• [PROBLEM DETAILS] Output the lines below as a numbered list, omitting any blank lines.

====== SUPPLIED INFORMATION ======

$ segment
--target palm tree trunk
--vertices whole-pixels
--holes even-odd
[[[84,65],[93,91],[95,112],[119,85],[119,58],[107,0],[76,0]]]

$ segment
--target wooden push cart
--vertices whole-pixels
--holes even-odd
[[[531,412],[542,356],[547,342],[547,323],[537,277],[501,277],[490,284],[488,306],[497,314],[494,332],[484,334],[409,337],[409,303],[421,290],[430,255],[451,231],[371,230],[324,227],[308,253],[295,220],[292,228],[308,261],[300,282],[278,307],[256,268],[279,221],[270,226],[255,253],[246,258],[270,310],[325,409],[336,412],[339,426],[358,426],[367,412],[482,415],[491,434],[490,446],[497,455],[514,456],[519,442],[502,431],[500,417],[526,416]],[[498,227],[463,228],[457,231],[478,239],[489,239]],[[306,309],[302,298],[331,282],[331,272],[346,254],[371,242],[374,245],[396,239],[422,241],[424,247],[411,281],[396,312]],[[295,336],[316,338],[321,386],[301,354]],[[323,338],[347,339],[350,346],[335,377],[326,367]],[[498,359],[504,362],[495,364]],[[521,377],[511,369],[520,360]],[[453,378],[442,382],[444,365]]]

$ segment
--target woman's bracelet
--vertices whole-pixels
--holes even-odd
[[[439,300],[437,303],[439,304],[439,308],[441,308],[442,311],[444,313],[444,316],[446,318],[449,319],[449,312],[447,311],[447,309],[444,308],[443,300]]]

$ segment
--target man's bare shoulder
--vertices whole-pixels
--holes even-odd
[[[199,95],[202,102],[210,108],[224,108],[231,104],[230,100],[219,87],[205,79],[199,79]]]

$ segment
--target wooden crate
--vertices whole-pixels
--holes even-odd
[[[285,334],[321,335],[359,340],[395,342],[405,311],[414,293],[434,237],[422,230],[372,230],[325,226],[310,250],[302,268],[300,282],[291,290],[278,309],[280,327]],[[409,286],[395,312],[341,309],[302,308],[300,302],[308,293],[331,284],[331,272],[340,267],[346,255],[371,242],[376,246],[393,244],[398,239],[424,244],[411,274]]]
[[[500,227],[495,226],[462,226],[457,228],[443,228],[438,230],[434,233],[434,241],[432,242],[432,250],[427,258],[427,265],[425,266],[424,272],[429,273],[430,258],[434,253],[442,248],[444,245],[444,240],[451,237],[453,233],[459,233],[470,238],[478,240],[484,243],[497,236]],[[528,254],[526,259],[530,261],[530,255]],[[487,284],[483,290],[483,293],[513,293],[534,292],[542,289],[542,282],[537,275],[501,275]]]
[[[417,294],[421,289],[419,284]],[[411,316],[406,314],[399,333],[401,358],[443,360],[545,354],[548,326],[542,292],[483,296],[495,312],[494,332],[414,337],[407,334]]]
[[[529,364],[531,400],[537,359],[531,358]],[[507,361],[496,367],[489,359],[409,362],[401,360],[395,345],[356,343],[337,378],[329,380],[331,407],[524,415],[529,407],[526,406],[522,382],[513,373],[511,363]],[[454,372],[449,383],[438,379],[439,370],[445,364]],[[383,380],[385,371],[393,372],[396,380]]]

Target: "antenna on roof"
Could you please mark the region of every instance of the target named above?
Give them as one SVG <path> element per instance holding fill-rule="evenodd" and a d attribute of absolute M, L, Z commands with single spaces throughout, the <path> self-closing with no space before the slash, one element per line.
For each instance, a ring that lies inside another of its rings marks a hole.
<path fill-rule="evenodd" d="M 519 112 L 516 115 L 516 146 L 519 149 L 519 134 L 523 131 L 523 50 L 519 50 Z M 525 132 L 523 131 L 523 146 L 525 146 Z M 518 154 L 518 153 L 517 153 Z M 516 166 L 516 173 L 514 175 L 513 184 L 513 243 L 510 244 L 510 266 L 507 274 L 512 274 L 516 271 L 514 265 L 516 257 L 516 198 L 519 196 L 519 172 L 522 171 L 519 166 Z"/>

======

• [SOLUTION TO THE PROBLEM]
1. $ segment
2. --target palm tree trunk
3. --vertices whole-pixels
4. --holes even-odd
5. [[[84,65],[93,91],[95,112],[119,85],[119,58],[107,0],[76,0]]]
6. $ segment
7. --target wooden push cart
8. --vertices whole-pixels
9. --holes even-odd
10. [[[531,412],[542,356],[547,342],[547,323],[537,277],[501,277],[490,284],[488,306],[497,314],[494,332],[484,334],[409,337],[409,303],[421,290],[430,255],[451,231],[371,230],[324,227],[308,253],[295,220],[292,228],[308,261],[300,282],[278,307],[256,268],[279,221],[270,226],[255,253],[246,258],[270,310],[325,409],[336,412],[339,426],[358,426],[367,412],[482,415],[491,434],[490,446],[497,455],[514,456],[519,442],[502,431],[500,417],[526,416]],[[498,227],[463,228],[457,231],[478,239],[489,239]],[[306,309],[302,298],[331,282],[331,272],[346,254],[371,242],[374,245],[396,239],[422,241],[424,247],[411,281],[396,312]],[[295,336],[316,338],[321,386],[301,354]],[[323,338],[347,339],[350,346],[335,377],[326,367]],[[498,359],[504,362],[495,364]],[[521,377],[511,369],[520,360]],[[453,378],[442,382],[444,365]]]
11. $ segment
12. --target woman's bracelet
13. --vertices whole-pixels
14. --holes even-odd
15. [[[439,300],[437,303],[439,304],[439,308],[441,308],[442,311],[444,313],[444,316],[446,318],[449,319],[449,312],[447,311],[447,309],[444,308],[443,300]]]
16. $ segment
17. --target man's bare shoulder
18. --vertices whole-pixels
19. --holes even-odd
20. [[[199,95],[202,102],[210,108],[224,108],[231,104],[230,100],[219,87],[205,79],[199,79]]]
21. $ segment
22. --target wooden crate
23. --vertices whole-pixels
24. --holes even-odd
25. [[[285,334],[321,335],[359,340],[395,342],[405,311],[414,293],[434,237],[422,230],[372,230],[325,226],[310,250],[302,268],[300,282],[291,290],[278,309],[280,327]],[[409,286],[395,312],[341,309],[302,308],[300,302],[308,293],[331,284],[331,272],[340,267],[346,255],[371,242],[376,246],[393,244],[398,239],[424,244],[411,274]]]
26. [[[500,227],[495,226],[462,226],[457,228],[443,228],[438,230],[434,233],[434,241],[432,242],[432,250],[427,258],[427,265],[425,266],[424,272],[429,273],[430,258],[434,253],[442,248],[444,245],[444,240],[451,237],[453,233],[459,233],[470,238],[478,240],[484,243],[497,236]],[[528,254],[526,259],[530,261],[530,255]],[[487,284],[483,290],[483,293],[513,293],[534,292],[542,289],[542,282],[537,275],[501,275]]]
27. [[[417,294],[421,289],[419,284]],[[411,316],[406,314],[399,333],[401,358],[443,360],[545,354],[548,326],[542,292],[483,296],[495,312],[494,332],[414,337],[407,334]]]
28. [[[529,364],[531,400],[537,359],[531,358]],[[507,361],[496,367],[489,359],[409,362],[401,360],[395,345],[356,343],[337,378],[329,380],[331,407],[524,415],[529,407],[526,406],[522,382],[513,373],[511,363]],[[454,372],[449,383],[438,379],[439,370],[445,364]],[[383,380],[385,371],[393,372],[396,380]]]
29. Target: "antenna on roof"
30. Could you please mark the region of every instance of the target named above?
31. Give them as one SVG <path> element per instance holding fill-rule="evenodd" and a d attribute of absolute M, L, Z commands with single spaces throughout, the <path> self-closing with no space before the slash, one element per line.
32. For each instance, a ring that lies inside another of its rings marks a hole.
33. <path fill-rule="evenodd" d="M 519 112 L 516 115 L 516 146 L 519 149 L 519 134 L 523 131 L 523 50 L 519 50 Z M 525 132 L 523 131 L 523 146 L 525 146 Z M 518 154 L 518 153 L 517 153 Z M 516 166 L 516 173 L 514 175 L 513 184 L 513 243 L 510 244 L 510 266 L 507 274 L 512 274 L 516 271 L 514 265 L 516 257 L 516 198 L 519 196 L 519 172 L 522 171 L 519 166 Z"/>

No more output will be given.